• **What needs to be done**:
Which lines in the records below contain the word "green"? Report each such line, copied in full.

• **Dataset records**:
■ ■ ■ ■ ■

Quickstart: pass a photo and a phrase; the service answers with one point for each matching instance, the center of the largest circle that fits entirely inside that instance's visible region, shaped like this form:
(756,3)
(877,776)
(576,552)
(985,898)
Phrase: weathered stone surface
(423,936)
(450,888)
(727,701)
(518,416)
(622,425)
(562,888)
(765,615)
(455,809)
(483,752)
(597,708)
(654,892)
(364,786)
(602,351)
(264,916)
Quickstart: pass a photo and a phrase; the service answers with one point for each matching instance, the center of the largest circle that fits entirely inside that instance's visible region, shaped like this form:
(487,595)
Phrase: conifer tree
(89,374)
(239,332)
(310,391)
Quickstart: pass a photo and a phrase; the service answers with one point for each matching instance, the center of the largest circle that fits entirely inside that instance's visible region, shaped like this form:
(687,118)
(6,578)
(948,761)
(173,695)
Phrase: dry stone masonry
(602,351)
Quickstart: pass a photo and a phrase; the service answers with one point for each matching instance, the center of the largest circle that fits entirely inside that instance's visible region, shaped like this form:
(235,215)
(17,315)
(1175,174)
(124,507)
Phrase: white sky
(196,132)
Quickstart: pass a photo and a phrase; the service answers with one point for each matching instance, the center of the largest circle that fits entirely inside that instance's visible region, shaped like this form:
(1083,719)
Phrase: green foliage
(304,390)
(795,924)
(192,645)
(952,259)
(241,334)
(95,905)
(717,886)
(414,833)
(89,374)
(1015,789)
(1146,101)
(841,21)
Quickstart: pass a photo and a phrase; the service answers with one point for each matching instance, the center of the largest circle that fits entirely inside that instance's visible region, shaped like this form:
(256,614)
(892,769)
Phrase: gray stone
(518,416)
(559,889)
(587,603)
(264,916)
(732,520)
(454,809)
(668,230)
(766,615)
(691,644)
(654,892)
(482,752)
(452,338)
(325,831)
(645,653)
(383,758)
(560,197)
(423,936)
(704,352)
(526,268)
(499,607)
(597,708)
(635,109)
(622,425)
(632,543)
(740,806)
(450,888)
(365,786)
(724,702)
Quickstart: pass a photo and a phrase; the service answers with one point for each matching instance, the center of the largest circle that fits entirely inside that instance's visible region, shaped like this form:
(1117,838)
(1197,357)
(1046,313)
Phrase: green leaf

■ ■ ■ ■ ■

• **Result for this exercise**:
Phrase: green foliage
Phrase: green leaf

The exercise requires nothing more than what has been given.